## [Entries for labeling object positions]
• • • • •

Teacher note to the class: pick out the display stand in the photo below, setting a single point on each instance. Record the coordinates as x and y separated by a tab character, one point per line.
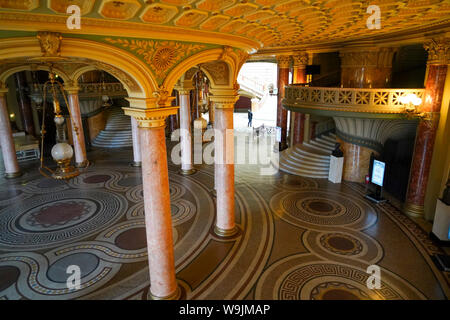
336	168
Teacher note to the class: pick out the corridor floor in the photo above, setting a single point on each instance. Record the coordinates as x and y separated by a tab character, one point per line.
299	238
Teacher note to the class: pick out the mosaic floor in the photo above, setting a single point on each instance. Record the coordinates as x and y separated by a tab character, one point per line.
300	238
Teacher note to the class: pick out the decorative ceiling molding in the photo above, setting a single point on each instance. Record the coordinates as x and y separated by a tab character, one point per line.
438	50
161	56
276	24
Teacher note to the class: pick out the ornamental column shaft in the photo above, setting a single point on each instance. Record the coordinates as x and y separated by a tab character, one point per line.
283	80
6	140
187	166
362	68
137	159
155	179
438	51
24	103
224	164
299	76
77	128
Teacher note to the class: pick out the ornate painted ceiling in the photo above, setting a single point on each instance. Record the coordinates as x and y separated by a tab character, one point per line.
257	23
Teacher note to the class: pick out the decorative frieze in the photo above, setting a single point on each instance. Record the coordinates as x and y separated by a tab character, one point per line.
284	62
438	50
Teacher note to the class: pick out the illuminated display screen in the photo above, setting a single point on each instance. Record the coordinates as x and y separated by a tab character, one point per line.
378	172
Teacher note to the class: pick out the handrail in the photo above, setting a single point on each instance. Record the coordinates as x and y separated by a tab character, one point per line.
349	99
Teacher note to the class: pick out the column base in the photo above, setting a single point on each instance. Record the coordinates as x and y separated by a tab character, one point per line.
136	164
13	175
83	164
187	172
413	210
225	233
174	296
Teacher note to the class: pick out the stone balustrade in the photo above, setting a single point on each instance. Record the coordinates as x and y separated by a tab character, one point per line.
375	101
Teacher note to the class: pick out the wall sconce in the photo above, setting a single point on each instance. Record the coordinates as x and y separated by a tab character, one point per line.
62	152
411	101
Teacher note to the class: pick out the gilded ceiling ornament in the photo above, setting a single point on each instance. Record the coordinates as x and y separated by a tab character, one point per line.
284	61
50	43
227	51
161	56
438	50
119	74
219	72
300	59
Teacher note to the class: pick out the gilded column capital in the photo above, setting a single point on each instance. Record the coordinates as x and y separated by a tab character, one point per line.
300	59
184	91
184	87
163	97
224	101
284	62
72	89
438	50
151	118
50	43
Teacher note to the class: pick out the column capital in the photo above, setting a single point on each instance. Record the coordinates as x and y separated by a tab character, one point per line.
224	98
300	58
438	50
284	61
184	87
367	57
151	118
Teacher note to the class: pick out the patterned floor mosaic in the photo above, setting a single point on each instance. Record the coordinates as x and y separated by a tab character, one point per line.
300	238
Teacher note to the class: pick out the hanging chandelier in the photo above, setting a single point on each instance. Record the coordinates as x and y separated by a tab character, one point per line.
106	100
61	152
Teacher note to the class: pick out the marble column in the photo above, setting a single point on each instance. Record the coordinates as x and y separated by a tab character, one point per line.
137	160
79	144
24	103
6	140
306	129
299	76
426	131
362	68
283	80
155	181
187	166
224	166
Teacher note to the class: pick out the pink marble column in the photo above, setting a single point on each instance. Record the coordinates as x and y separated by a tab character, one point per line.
224	146
187	166
136	143
77	129
6	140
158	220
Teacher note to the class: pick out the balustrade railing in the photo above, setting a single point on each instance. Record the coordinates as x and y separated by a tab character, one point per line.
349	99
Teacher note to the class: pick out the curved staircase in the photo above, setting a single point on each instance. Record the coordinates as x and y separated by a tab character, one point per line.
311	159
117	133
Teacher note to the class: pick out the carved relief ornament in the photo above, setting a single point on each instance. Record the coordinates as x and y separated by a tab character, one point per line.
438	50
50	43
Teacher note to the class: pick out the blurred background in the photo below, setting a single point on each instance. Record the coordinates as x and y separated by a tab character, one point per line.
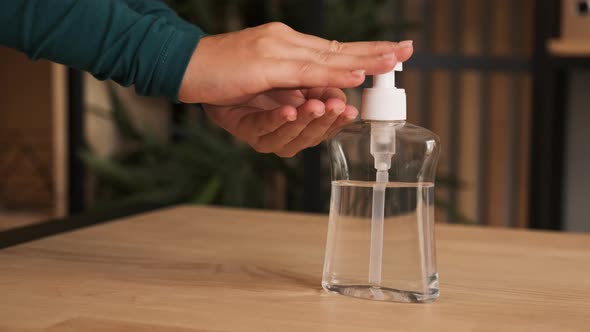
503	83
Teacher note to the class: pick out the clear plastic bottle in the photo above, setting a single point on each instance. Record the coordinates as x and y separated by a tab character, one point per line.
381	231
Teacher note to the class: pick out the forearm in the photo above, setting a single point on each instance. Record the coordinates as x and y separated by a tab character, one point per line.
161	9
106	37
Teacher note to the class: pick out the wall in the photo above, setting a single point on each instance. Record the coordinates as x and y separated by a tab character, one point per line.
32	134
577	180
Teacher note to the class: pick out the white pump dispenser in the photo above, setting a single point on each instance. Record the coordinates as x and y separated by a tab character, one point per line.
383	104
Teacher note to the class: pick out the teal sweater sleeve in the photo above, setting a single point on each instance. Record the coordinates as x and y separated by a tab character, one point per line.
140	42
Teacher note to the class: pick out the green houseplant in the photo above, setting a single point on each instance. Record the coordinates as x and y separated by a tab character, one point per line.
208	166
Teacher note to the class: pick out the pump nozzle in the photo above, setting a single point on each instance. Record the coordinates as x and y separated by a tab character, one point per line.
384	102
386	80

• • • • •

## [Exercise description]
Render the whole listing above as a JSON list of strings with one string per line, skipping blank lines and leaving the pictures out.

## [Solution for this problem]
[
  "Teacher note to the class: pick out the display stand in the photo below, setting a single point on each instance. Record the coordinates as x and y separated by a tab character, one point per line.",
  "336\t168",
  "Teacher note to the class: pick out the corridor floor in the photo above, setting a single point on each instance. Record the coordinates as x and y separated by a tab character, one point per line.",
  "299\t238",
  "Teacher note to the class: pick out the mosaic floor in the photo above, setting a single point on each instance. Record the coordinates as x and y separated by a tab character, one point per line.",
  "300\t238",
  "Teacher note to the class: pick out the decorative ceiling molding in the photo above, setting a single point on each instance. Record the coordinates as x and y separated by a tab character, one point per line.",
  "438\t50",
  "161\t56",
  "276\t24",
  "Teacher note to the class: pick out the ornamental column shaft in the photo above, setting a single point on each instance. Record the coordinates as x and y separated by a tab character, one point per line.",
  "283\t80",
  "6\t140",
  "187\t166",
  "362\t68",
  "137\t159",
  "155\t179",
  "438\t51",
  "24\t103",
  "224\t164",
  "299\t76",
  "77\t128",
  "Teacher note to the class: pick out the ornate painted ceiling in the photo above, setting a single point on each instance. Record the coordinates as x and y separated by a tab character, one point per line.",
  "257\t23",
  "Teacher note to the class: pick out the decorative frieze in the photo above, setting a single point on each instance. Record the coordinates as x and y separated by a tab character, one point per line.",
  "284\t62",
  "438\t50",
  "Teacher note to the class: pick out the illuminated display screen in the photo above, setting a single point on each instance. Record the coordinates as x and y separated by a tab character, one point per line.",
  "378\t172",
  "Teacher note to the class: pick out the handrail in the photo above, setting a single point on each instance. Record the coordinates as x and y separated by a tab character, one point per line.",
  "349\t99",
  "Teacher note to the class: pick out the column base in the photo above, setting a single point on each instance. Record the coordinates as x and y separated by a tab character, one point per line.",
  "136\t164",
  "13\t175",
  "83\t164",
  "187\t172",
  "413\t210",
  "225\t233",
  "174\t296",
  "Teacher note to the class: pick out the stone balustrade in the photo above, setting a single point on each instance. Record the coordinates as x and y separated by a tab character, one point per line.",
  "375\t101",
  "Teacher note to the class: pick out the wall sconce in the photo above, setting a single point on each instance. Record the coordinates as x and y separated by a tab character, one point per line.",
  "62\t152",
  "411\t101",
  "Teacher note to the class: pick out the gilded ceiling ornament in the photo above, setting a single point on each instance. Record the coordinates as x and y separated by a tab character, one point per line.",
  "284\t61",
  "50\t43",
  "227\t51",
  "161\t56",
  "438\t50",
  "119\t74",
  "219\t72",
  "300\t59",
  "Teacher note to the class: pick out the gilded column capital in the photo above, setting a single point on each instance. Record the coordinates as x and y separated by a tab character, one point per line.",
  "300\t59",
  "184\t91",
  "184\t87",
  "163\t97",
  "224\t101",
  "284\t62",
  "72\t89",
  "438\t50",
  "151\t118",
  "50\t43",
  "Teacher note to the class: pick out the column capital in the photo above, setting a single point on each instance. Record the coordinates as x and y separated by a tab character, one point per line.",
  "224\t98",
  "300\t58",
  "438\t50",
  "284\t61",
  "184\t87",
  "367\t57",
  "151\t118",
  "Teacher note to the class: pick out the patterned floor mosaic in the photo above, setting a single point on each instance. Record the coordinates as x and y separated by a tab character, one point per line.",
  "300\t238",
  "Teacher note to the class: pick out the hanging chandelier in the photo above, setting a single point on each instance. Record the coordinates as x and y separated by a tab character, one point per line.",
  "106\t100",
  "61\t152",
  "Teacher note to the class: pick out the marble column in the photo above, setting a single point on each instance. Record the coordinates as x and y separated by a tab character, one point per line.",
  "137\t160",
  "79\t144",
  "24\t103",
  "6\t140",
  "306\t129",
  "299\t76",
  "426\t131",
  "362\t68",
  "283\t80",
  "155\t181",
  "187\t166",
  "224\t166",
  "Teacher note to the class: pick out the pink marble column in the photo above, setting a single point on each instance. Record the coordinates as x and y separated by a tab character, one point per line.",
  "224\t146",
  "187\t166",
  "136\t143",
  "77\t129",
  "6\t140",
  "158\t220",
  "Teacher note to the class: pick out the balustrade railing in the photo above, setting a single point on each instance. Record the coordinates as x and y separated by a tab character, one point per line.",
  "349\t99",
  "Teacher note to the class: pick out the curved staircase in the photo above, setting a single point on each instance. Record the coordinates as x and y separated by a tab character, one point per line.",
  "311\t159",
  "117\t133",
  "Teacher note to the class: pick out the carved relief ornament in the photo above, setting a single point on each instance. Record the coordinates as x and y separated by a tab character, one point per line.",
  "438\t50",
  "50\t43",
  "Teacher note to the class: pick out the blurred background in the photo below, setting a single point on each instance. Record the coordinates as x and y separated by a tab character, one point per line.",
  "503\t83",
  "Teacher note to the class: pick out the clear plastic bottle in the photo above, setting a single point on each instance. Record the coordinates as x and y separated by a tab character, one point per line.",
  "381\t231",
  "Teacher note to the class: pick out the forearm in the photo above, setting a single point on each instance. Record the coordinates as x and y separated by a tab character, one point per line.",
  "161\t9",
  "106\t37",
  "Teacher note to the class: pick out the wall in the photo above, setting a single point on each instance. Record the coordinates as x and y separated by a tab character, one point per line.",
  "32\t134",
  "577\t180",
  "Teacher note to the class: pick out the white pump dispenser in the photo above, setting a single point on each instance. Record the coordinates as x and y separated by a tab character, one point per line.",
  "383\t104",
  "Teacher note to the class: pick out the teal sweater sleeve in the photo above, setting a single point on each instance. Record the coordinates as x and y separated by a tab character, one point per line.",
  "140\t42",
  "Teacher note to the class: pick out the green houseplant in the photo above, setting a single point on each instance. Record the coordinates as x and y separated by a tab character, one point per line.",
  "208\t166",
  "Teacher note to the class: pick out the pump nozzle in the photo above, setting a single point on each instance. Record the coordinates as x and y separated by a tab character, one point per line.",
  "384\t102",
  "386\t80"
]